Provided text |
....................

Australians are losing more money to NBN scams, with reported monthly losses hitting the A$110,000 mark between January and May this year, compared with around A$38,500 in monthly average losses throughout 2018 – jumping nearly 300 per cent.
“People aged over 65 are particularly vulnerable, making the most reports and losing more than $330,000 this year. That’s more than 60 per cent of the current losses,” said ACCC acting chair Delia Rickard, noting that scammers are increasingly using trusted brands like ‘NBN’ to get unsuspecting consumers to hand over money or personal information.
Common types of NBN scams include:
- Someone pretending to be from NBN Co or an internet provider calls a victim and claims there is a problem with their phone or internet connection, which requires remote access to fix. The scammer can then install malware or steal valuable personal information, including banking details.
- Scammers pretending to be the NBN attempting to sell NBN services, often at a discount, or equipment to you over the phone.
- Scammers may also call or visit people at their homes to sign them up to the NBN, get them a better deal or test the speed of their connection. They may ask people to provide personal details such as their name, address, date of birth, and Medicare number or ask for payment through gift cards.
- Scammers calling you during a blackout offering you the ability to stay connected during a blackout for an extra fee.
NBN chief security officer Darren Kane said consumers should remember that NBN Co is a wholesale-only company and does not sell services directly to consumers.
“We will never make unsolicited calls or door knock to sell broadband services to the public. People need to contact their preferred phone and internet service provider to make the switch,” Kane said. “We will never request remote access to a resident’s computer and we will never make unsolicited requests for payment or financial information.”
“If someone claiming to work ‘for the NBN’ tries to sell you an internet or phone service and you are unsure, ask for their details, hang up, and call your service provider to check if they’re legitimate. Do a Google search or check the phone book to get your service provider’s number, don’t use contact details provided by the sales person,” Rickard added.
“Never give an unsolicited caller remote access to your computer, and never give out your personal, credit card or online account details to anyone you don’t know – in person or over the phone – unless you made the contact,” she said. “It’s also important to know that NBN does not make automated calls to tell you that you will be disconnected. If you get a call like this just hang up.”
“If you think a scammer has gained access to your personal information, such as bank account details, contact your financial institution immediately.”

....................

Records shown |

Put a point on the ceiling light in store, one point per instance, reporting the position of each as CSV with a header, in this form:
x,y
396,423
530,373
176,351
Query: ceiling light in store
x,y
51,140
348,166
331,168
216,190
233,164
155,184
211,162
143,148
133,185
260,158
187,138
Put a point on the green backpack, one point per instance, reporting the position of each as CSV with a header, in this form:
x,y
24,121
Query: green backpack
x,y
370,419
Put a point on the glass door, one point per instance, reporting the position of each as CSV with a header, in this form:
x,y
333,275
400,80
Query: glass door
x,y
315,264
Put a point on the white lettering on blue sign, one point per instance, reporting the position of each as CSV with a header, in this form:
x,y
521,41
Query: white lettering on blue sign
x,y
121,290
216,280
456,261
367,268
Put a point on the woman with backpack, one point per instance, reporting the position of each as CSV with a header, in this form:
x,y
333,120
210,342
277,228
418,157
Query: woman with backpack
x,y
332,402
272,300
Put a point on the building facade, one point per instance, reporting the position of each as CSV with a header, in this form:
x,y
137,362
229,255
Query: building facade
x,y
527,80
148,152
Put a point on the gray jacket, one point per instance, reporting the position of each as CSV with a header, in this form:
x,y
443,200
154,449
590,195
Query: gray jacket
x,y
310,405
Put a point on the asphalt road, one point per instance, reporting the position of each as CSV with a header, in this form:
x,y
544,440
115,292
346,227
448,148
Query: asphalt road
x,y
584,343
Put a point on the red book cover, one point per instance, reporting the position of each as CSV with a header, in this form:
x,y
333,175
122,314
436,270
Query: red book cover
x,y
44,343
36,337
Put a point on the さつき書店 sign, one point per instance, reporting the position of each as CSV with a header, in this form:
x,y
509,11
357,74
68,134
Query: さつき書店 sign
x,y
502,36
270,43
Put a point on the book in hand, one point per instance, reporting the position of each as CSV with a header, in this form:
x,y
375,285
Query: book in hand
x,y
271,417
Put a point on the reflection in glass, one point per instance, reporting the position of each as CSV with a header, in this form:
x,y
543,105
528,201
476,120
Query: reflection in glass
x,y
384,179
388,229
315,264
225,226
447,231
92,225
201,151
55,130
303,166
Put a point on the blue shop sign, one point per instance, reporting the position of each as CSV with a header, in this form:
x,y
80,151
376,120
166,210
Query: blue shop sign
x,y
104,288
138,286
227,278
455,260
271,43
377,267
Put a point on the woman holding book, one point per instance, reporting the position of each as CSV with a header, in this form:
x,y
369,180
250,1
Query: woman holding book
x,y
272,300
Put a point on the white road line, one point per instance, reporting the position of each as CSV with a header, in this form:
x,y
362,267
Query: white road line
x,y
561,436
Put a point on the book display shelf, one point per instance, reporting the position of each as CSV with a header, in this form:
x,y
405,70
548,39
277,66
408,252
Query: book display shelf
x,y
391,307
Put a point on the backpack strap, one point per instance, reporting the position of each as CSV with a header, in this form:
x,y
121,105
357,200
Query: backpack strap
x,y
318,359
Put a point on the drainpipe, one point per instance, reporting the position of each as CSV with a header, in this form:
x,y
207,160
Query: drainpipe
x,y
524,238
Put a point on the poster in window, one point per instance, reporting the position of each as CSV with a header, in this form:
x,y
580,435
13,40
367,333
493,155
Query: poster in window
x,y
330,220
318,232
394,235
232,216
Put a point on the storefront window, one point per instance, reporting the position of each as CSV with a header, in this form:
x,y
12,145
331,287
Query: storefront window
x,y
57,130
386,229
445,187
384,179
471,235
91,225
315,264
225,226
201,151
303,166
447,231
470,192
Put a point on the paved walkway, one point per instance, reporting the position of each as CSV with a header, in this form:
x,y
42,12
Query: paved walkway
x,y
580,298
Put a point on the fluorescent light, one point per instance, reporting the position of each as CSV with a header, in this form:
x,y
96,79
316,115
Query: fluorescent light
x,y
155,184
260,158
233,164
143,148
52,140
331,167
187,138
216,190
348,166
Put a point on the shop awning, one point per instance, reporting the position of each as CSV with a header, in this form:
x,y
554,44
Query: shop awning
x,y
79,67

....................

Problems to work on |
A - Answer these from the article on NBN scams:
(i) What was the average monthly loss to NBN scams throughout 2018?
(ii) Who is NBN's chief security officer?
(iii) What does NBN not make automated calls to tell you?
B - Quote the passage of the article on NBN scams that begins with the words containing "Common types of" and ends with "through gift cards.".
The data can be set aside; none of it is used here.

Answer list |
A -
(i) Around A$38,500.
(ii) Darren Kane.
(iii) That you will be disconnected.

B -
Common types of NBN scams include:
- Someone pretending to be from NBN Co or an internet provider calls a victim and claims there is a problem with their phone or internet connection, which requires remote access to fix. The scammer can then install malware or steal valuable personal information, including banking details.
- Scammers pretending to be the NBN attempting to sell NBN services, often at a discount, or equipment to you over the phone.
- Scammers may also call or visit people at their homes to sign them up to the NBN, get them a better deal or test the speed of their connection. They may ask people to provide personal details such as their name, address, date of birth, and Medicare number or ask for payment through gift cards.